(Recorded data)
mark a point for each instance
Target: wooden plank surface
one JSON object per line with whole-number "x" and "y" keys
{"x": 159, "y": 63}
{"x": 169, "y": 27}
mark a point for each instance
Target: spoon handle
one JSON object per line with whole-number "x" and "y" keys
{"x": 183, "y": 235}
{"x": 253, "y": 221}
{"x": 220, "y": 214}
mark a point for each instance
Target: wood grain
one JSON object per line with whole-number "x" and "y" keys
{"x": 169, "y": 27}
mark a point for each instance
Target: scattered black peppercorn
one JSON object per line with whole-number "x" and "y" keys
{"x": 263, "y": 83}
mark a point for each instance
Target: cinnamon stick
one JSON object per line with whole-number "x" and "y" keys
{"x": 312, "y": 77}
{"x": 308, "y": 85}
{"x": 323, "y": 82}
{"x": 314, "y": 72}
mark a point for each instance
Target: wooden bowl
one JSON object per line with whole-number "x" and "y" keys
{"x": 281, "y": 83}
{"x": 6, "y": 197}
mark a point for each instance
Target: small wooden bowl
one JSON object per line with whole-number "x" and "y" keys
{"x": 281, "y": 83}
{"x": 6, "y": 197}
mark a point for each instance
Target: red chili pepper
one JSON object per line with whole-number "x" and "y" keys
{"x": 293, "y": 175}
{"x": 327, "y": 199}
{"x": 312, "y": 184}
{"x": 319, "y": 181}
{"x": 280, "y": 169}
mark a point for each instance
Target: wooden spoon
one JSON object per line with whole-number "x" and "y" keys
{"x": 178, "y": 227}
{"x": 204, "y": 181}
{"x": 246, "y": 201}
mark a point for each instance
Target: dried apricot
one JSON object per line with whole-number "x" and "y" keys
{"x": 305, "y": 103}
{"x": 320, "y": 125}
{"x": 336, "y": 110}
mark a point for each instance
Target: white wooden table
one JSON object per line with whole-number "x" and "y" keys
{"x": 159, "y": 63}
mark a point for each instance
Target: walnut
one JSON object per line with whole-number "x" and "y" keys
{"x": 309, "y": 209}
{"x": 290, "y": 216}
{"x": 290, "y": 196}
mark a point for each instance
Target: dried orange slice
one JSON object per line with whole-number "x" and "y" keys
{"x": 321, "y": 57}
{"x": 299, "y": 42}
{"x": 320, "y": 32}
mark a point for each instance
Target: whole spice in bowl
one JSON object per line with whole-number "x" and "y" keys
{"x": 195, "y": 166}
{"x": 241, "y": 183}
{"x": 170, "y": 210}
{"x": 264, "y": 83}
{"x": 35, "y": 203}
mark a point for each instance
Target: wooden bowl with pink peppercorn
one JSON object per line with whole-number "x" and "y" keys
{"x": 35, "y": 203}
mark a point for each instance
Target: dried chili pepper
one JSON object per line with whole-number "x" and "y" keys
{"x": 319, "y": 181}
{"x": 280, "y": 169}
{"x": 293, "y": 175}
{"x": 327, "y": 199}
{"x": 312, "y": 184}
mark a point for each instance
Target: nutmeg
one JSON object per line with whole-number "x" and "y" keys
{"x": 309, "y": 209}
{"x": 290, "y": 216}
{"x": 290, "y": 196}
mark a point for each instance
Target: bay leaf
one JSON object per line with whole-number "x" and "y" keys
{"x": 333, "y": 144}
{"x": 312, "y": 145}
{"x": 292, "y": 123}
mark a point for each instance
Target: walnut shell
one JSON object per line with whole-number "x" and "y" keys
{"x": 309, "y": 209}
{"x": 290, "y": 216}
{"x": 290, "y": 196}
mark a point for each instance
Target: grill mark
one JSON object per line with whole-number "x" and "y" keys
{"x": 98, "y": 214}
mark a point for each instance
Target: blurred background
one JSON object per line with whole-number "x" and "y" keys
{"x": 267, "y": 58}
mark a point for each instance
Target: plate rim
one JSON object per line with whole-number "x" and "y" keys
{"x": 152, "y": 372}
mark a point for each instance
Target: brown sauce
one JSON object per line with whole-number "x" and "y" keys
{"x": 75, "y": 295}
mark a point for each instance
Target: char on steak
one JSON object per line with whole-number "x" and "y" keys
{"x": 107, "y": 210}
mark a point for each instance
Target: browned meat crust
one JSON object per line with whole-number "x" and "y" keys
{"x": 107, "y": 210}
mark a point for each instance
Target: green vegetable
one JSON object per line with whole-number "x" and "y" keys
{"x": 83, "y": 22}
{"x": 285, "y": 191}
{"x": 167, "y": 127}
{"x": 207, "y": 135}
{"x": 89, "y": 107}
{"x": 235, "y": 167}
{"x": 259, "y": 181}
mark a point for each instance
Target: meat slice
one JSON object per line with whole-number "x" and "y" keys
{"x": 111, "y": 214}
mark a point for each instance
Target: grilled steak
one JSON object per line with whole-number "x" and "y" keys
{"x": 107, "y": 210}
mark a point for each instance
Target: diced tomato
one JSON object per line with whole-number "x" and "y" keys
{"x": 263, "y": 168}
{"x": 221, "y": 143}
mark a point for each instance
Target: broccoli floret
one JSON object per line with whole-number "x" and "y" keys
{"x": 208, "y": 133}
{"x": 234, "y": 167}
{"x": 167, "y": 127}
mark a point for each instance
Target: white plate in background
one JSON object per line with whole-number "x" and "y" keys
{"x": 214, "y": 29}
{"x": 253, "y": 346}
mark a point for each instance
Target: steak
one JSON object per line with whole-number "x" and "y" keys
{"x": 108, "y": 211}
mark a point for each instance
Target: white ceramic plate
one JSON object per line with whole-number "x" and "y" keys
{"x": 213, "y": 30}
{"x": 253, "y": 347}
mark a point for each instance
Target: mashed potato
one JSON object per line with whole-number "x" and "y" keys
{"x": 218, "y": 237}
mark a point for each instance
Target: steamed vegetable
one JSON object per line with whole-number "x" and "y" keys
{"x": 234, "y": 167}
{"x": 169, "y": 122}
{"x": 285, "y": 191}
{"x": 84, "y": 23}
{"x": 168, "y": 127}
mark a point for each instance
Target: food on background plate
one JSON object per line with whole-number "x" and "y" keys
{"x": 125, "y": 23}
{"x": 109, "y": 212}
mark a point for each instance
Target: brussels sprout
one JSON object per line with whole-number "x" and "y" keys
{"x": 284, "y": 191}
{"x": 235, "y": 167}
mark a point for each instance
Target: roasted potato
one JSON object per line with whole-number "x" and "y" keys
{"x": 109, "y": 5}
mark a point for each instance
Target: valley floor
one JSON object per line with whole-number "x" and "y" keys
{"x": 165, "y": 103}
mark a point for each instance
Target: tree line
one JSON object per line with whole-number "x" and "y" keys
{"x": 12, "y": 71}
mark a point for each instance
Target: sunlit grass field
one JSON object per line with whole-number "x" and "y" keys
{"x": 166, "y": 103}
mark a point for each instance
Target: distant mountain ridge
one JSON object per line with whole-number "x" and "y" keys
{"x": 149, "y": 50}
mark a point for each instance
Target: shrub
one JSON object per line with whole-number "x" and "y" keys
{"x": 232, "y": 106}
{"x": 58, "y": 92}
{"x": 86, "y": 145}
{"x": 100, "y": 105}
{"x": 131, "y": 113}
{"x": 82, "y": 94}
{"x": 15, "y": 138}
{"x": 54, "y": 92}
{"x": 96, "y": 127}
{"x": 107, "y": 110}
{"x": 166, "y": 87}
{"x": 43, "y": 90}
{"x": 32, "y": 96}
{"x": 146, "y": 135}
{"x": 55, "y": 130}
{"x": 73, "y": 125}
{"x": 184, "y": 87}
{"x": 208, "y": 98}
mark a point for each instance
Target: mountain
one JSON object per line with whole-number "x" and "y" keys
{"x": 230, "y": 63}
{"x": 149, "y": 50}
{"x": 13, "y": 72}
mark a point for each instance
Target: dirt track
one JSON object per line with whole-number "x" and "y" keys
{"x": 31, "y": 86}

The task: Restate each of the entries above verbatim.

Exercise response:
mark a point for each instance
Target: wooden plank surface
one JSON object per line with whole-number "x" and "y" keys
{"x": 159, "y": 63}
{"x": 169, "y": 27}
mark a point for each instance
Target: spoon handle
one JSON object per line with whole-number "x" and "y" keys
{"x": 183, "y": 235}
{"x": 253, "y": 221}
{"x": 220, "y": 214}
mark a point for each instance
Target: wood grain
one JSON object per line with whole-number "x" and "y" keys
{"x": 169, "y": 27}
mark a point for each instance
Target: scattered black peppercorn
one JSON object per line with whole-number "x" and "y" keys
{"x": 263, "y": 83}
mark a point for each instance
Target: cinnamon stick
one JSON object per line with whole-number "x" and "y" keys
{"x": 312, "y": 77}
{"x": 308, "y": 85}
{"x": 323, "y": 82}
{"x": 314, "y": 72}
mark a point for each instance
Target: wooden bowl
one JSON object per line with whole-number "x" and "y" keys
{"x": 281, "y": 83}
{"x": 6, "y": 197}
mark a point for each instance
Target: small wooden bowl
one JSON object per line with whole-number "x" and "y" keys
{"x": 281, "y": 83}
{"x": 6, "y": 197}
mark a point for each instance
Target: red chili pepper
one JSON object per line with whole-number "x" and "y" keys
{"x": 293, "y": 175}
{"x": 327, "y": 199}
{"x": 312, "y": 184}
{"x": 319, "y": 181}
{"x": 280, "y": 169}
mark a point for each instance
Target: wooden spoon
one JSON object per line with whole-number "x" and "y" keys
{"x": 178, "y": 227}
{"x": 204, "y": 181}
{"x": 246, "y": 201}
mark a point for each instance
Target: dried apricot
one JSON object per line with whole-number "x" and "y" keys
{"x": 305, "y": 103}
{"x": 320, "y": 125}
{"x": 336, "y": 110}
mark a point for each instance
Target: white wooden table
one JSON object per line with whole-number "x" and "y" keys
{"x": 159, "y": 63}
mark a point for each instance
Target: walnut
one JSON object per line with whole-number "x" and "y" keys
{"x": 309, "y": 209}
{"x": 290, "y": 216}
{"x": 290, "y": 196}
mark a point for each instance
Target: dried orange slice
one JSON object per line with whole-number "x" and "y" keys
{"x": 321, "y": 57}
{"x": 299, "y": 42}
{"x": 320, "y": 32}
mark a point for each instance
Target: whole spice in bowl
one JSON object per line with whole-number "x" and "y" keys
{"x": 195, "y": 166}
{"x": 241, "y": 183}
{"x": 170, "y": 210}
{"x": 264, "y": 83}
{"x": 35, "y": 203}
mark a point for each instance
Target: wooden bowl with pink peppercorn
one JSON object per line with whole-number "x" and "y" keys
{"x": 35, "y": 203}
mark a point for each instance
Target: dried chili pepper
one JSON object per line with whole-number "x" and "y" keys
{"x": 319, "y": 181}
{"x": 280, "y": 169}
{"x": 293, "y": 175}
{"x": 327, "y": 199}
{"x": 312, "y": 184}
mark a point for each instance
Target: nutmeg
one JSON object per line with whole-number "x" and "y" keys
{"x": 309, "y": 209}
{"x": 290, "y": 216}
{"x": 290, "y": 196}
mark a point for each instance
Target: bay leaf
one JSON object per line with whole-number "x" and "y" keys
{"x": 333, "y": 144}
{"x": 312, "y": 145}
{"x": 292, "y": 123}
mark a point for each instance
Target: walnut shell
one JSON object per line with whole-number "x" and "y" keys
{"x": 309, "y": 209}
{"x": 290, "y": 216}
{"x": 290, "y": 196}
mark a point for each instance
Target: grill mark
one JSON object per line with whole-number "x" and "y" keys
{"x": 98, "y": 214}
mark a point for each instance
Target: blurred background
one JSON object per line with whole-number "x" and "y" keys
{"x": 267, "y": 58}
mark a point for each instance
Target: plate rim
one JSON object per line with whole-number "x" and "y" keys
{"x": 152, "y": 372}
mark a point for each instance
Target: brown sauce
one JSON object per line with whole-number "x" and "y" keys
{"x": 75, "y": 295}
mark a point for each instance
Target: char on steak
one JSON object per line with whole-number "x" and "y" keys
{"x": 107, "y": 210}
mark a point for each instance
Target: browned meat crust
one JSON object per line with whole-number "x" and "y" keys
{"x": 107, "y": 210}
mark a point for each instance
Target: green vegetable
one JSON object per line with whole-number "x" and "y" keys
{"x": 83, "y": 22}
{"x": 285, "y": 191}
{"x": 167, "y": 127}
{"x": 207, "y": 135}
{"x": 89, "y": 107}
{"x": 235, "y": 167}
{"x": 259, "y": 181}
mark a point for each instance
Target: meat slice
one JSON object per line with whole-number "x" and "y" keys
{"x": 111, "y": 214}
mark a point for each instance
Target: grilled steak
one JSON object per line with whole-number "x" and "y" keys
{"x": 107, "y": 210}
mark a point for each instance
Target: diced tomato
one JSON object per line with whole-number "x" and "y" keys
{"x": 263, "y": 168}
{"x": 221, "y": 143}
mark a point for each instance
Target: broccoli floret
one JSON object per line with whole-number "x" and "y" keys
{"x": 208, "y": 133}
{"x": 234, "y": 167}
{"x": 167, "y": 127}
mark a point for each instance
Target: white plate in background
one JSON object per line with whole-number "x" and "y" keys
{"x": 214, "y": 29}
{"x": 253, "y": 346}
mark a point for each instance
Target: steak
one JSON object per line with whole-number "x" and "y" keys
{"x": 108, "y": 211}
mark a point for each instance
Target: white ceramic plate
one JSON object per line with whole-number "x" and "y" keys
{"x": 213, "y": 30}
{"x": 253, "y": 347}
mark a point for each instance
Target: mashed potato
one JSON object per line with whole-number "x" and "y" keys
{"x": 218, "y": 237}
mark a point for each instance
Target: steamed vegetable
one JSON object per line with whole-number "x" and "y" keys
{"x": 234, "y": 167}
{"x": 169, "y": 122}
{"x": 285, "y": 191}
{"x": 84, "y": 23}
{"x": 168, "y": 127}
mark a point for each instance
Target: food on background plate
one JSON object per line with whole-number "x" and "y" keys
{"x": 125, "y": 23}
{"x": 109, "y": 212}
mark a point for each instance
Target: brussels sprout
one JSON object per line with whole-number "x" and "y" keys
{"x": 284, "y": 191}
{"x": 235, "y": 167}
mark a point for each instance
Target: roasted potato
one JSON object per line with whole-number "x" and "y" keys
{"x": 109, "y": 5}
mark a point for each instance
Target: valley floor
one JSON object per line with whole-number "x" and "y" keys
{"x": 165, "y": 103}
mark a point for each instance
Target: tree line
one JSON object per line with whole-number "x" and "y" keys
{"x": 12, "y": 71}
mark a point for each instance
Target: sunlit grass field
one JSON object per line with whole-number "x" and "y" keys
{"x": 166, "y": 103}
mark a point for each instance
Target: distant mountain ridge
one JSON object per line with whole-number "x" and "y" keys
{"x": 149, "y": 50}
mark a point for each instance
Target: shrub
one JSON object per line with whole-number "x" and "y" keys
{"x": 232, "y": 106}
{"x": 58, "y": 92}
{"x": 86, "y": 145}
{"x": 100, "y": 105}
{"x": 131, "y": 113}
{"x": 82, "y": 94}
{"x": 15, "y": 138}
{"x": 54, "y": 92}
{"x": 96, "y": 127}
{"x": 107, "y": 110}
{"x": 166, "y": 87}
{"x": 43, "y": 90}
{"x": 32, "y": 96}
{"x": 146, "y": 135}
{"x": 55, "y": 130}
{"x": 73, "y": 125}
{"x": 184, "y": 87}
{"x": 208, "y": 98}
mark a point for each instance
Target: mountain
one JSON object per line with whole-number "x" and "y" keys
{"x": 230, "y": 63}
{"x": 149, "y": 50}
{"x": 13, "y": 72}
mark a point for each instance
Target: dirt track
one JSON object per line with whole-number "x" and "y" keys
{"x": 31, "y": 86}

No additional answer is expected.